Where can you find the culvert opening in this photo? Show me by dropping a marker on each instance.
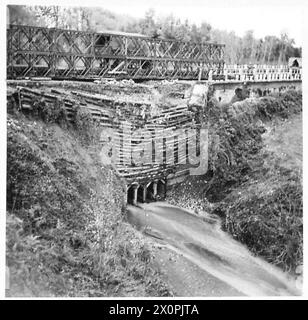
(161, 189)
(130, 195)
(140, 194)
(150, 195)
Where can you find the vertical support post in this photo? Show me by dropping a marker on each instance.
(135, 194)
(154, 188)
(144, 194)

··········

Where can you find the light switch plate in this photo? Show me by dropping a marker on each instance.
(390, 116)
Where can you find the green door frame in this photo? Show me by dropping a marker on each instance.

··········

> _REQUIRED ACTION_
Which lines above run from the one containing "Where can you find the light" to the one containing "Where can you find the green"? Give them again exactly, both ends included.

> _OUTPUT FOR THIS EXERCISE_
Where can you find the light switch plate in this photo? Show me by dropping a marker on each instance.
(390, 116)
Where can you find the green door frame in this photo? Show me by dropping a marker on each instance.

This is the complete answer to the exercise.